[Stored entries]

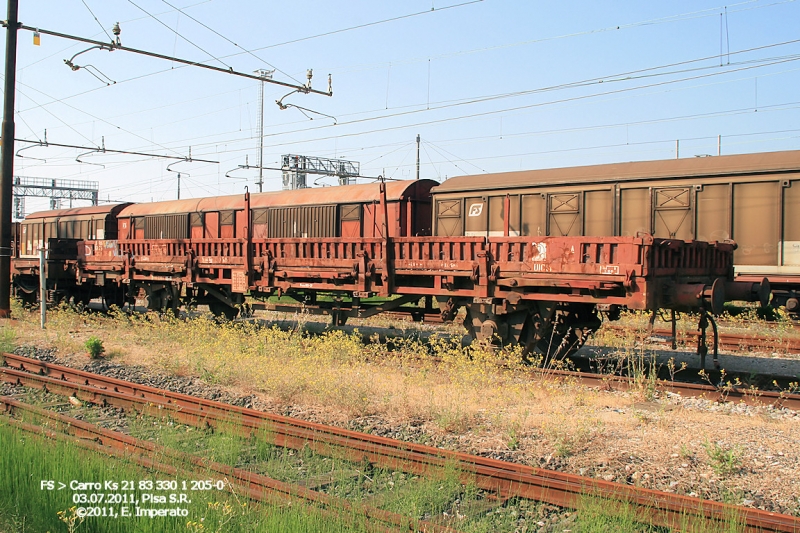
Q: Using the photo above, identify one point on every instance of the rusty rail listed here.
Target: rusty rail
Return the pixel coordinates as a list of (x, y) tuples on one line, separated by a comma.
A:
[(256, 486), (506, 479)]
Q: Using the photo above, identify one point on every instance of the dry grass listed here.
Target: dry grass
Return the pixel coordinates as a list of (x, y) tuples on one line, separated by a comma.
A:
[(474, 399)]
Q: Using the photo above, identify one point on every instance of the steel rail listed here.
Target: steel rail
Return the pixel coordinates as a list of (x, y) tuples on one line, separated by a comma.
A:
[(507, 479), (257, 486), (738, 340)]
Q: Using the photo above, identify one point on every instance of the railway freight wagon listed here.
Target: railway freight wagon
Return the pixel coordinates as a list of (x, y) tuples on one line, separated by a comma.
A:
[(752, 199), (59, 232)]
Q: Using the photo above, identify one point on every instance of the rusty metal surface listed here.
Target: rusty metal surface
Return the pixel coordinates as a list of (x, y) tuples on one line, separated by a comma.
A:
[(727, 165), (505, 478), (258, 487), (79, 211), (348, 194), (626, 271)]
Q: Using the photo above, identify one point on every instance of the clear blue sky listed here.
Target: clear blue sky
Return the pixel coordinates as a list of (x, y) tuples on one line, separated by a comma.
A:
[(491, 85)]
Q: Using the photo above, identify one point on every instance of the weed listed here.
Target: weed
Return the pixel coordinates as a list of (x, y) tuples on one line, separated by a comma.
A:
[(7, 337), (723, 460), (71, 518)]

### Directions for this task
Rewrite the listing above with every "pixel coordinates" renamed to "point coordinates" and everything else left as is. Leave the pictures out.

### Output for this exercise
Q: Using the photo above, identify one point on every instance of the rusty rail listed here.
Target: rusty rail
Return the point coordinates as a list of (x, y) tuples on one line, separated by a comma.
A:
[(256, 486), (506, 479)]
Q: Using the photo above, identify one point on every instance of the dry grass listed here.
Target: dry grass
Return the point coordinates as a list of (x, y) tuples on one line, separated by a comma.
A:
[(474, 399)]
Q: Using the photo above, identify one point on every instance of the steel rail listed here.
Target: steel rail
Return the point coordinates as a list of (x, y) tuples on one line, separated by a comma.
A:
[(507, 479), (257, 486), (738, 340)]
Q: Using the photo above, identify one point on every instance of the railway freight wagon listed here.
Target: railway freight wagon
Return the point coordinates as a list of (x, y) tuples on one line, separated by a comma.
A:
[(752, 199), (59, 232)]
Q: Using the photo above, identify one point on every instance of the rusty metal surface listed here.
Target: rusty metal surface
Return the point coordinates as a list of (x, y) tuples on one line, separated by a comma.
A:
[(727, 165), (505, 478), (258, 487), (79, 211), (348, 194), (626, 271)]
Q: Using the photo above, identify one point on every instance of the clear blue sky listed here.
Target: clear blue sky
Return the point coordinates as a list of (x, y) tuples on one line, separated by a comma.
A:
[(491, 85)]
Q: Using the photo above, identify one point on every instance of the weed listed here.
Target: weed
Return the point coordinates as a list of (x, y) tuples on one line, separated by a comma.
A:
[(7, 337), (723, 460), (71, 518)]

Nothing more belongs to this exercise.